▸ Instructions to follow: Return the data below, unchanged.
[Opening Listed entries section]
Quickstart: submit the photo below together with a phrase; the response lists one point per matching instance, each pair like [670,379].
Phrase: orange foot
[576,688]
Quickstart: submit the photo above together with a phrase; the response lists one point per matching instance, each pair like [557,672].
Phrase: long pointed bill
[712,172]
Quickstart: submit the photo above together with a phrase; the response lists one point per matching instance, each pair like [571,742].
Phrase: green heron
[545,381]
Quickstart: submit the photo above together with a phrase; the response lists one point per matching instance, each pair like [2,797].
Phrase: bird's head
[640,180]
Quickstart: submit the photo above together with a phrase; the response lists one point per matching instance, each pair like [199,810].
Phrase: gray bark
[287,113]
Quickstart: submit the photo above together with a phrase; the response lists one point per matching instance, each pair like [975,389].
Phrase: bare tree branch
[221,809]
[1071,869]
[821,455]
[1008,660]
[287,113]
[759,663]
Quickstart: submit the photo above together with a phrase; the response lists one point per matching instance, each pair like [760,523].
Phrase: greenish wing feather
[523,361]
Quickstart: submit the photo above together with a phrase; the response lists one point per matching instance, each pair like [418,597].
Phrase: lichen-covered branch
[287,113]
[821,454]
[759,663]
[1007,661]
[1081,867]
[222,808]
[Closing Listed entries section]
▸ Finished exercise:
Quickstart: submit the photo below together with a phrase; the response lists one point per matching instance, each pair like [670,379].
Phrase: orange foot
[576,688]
Quickstart: submit the photo above together with a phrase; the response lists one point per matching instance, each pair like [557,672].
Phrase: long pointed bill
[712,172]
Quickstart: submit the photo above together with a phrase; the response lists one point per matching instance, each pair like [571,742].
Phrase: green heron
[545,381]
Quickstart: submit the photo above together with a phrase; the response lists one point per matching instance, each pair like [2,797].
Phrase: bird's head
[640,180]
Quickstart: submit the photo above together with a phrase; the response lists one point per matching instance, each pair like [199,810].
Phrase: gray bark
[287,113]
Quickstart: submit the photo above together with a phrase; the response lists one point per matching instance, each pair like [975,389].
Phrase: bare tree branch
[221,809]
[1071,869]
[821,455]
[1008,660]
[287,113]
[759,663]
Quickstart: submit the photo above together with a phrase; the response lists one point per matching instance, each pair like [760,523].
Phrase: greenish wing feather
[523,361]
Quickstart: submit the photo above together with a phrase; the response lists one point per matching instance, each pair like [418,597].
Phrase: lichen-covered branch
[287,113]
[821,454]
[759,663]
[1007,661]
[1081,867]
[222,808]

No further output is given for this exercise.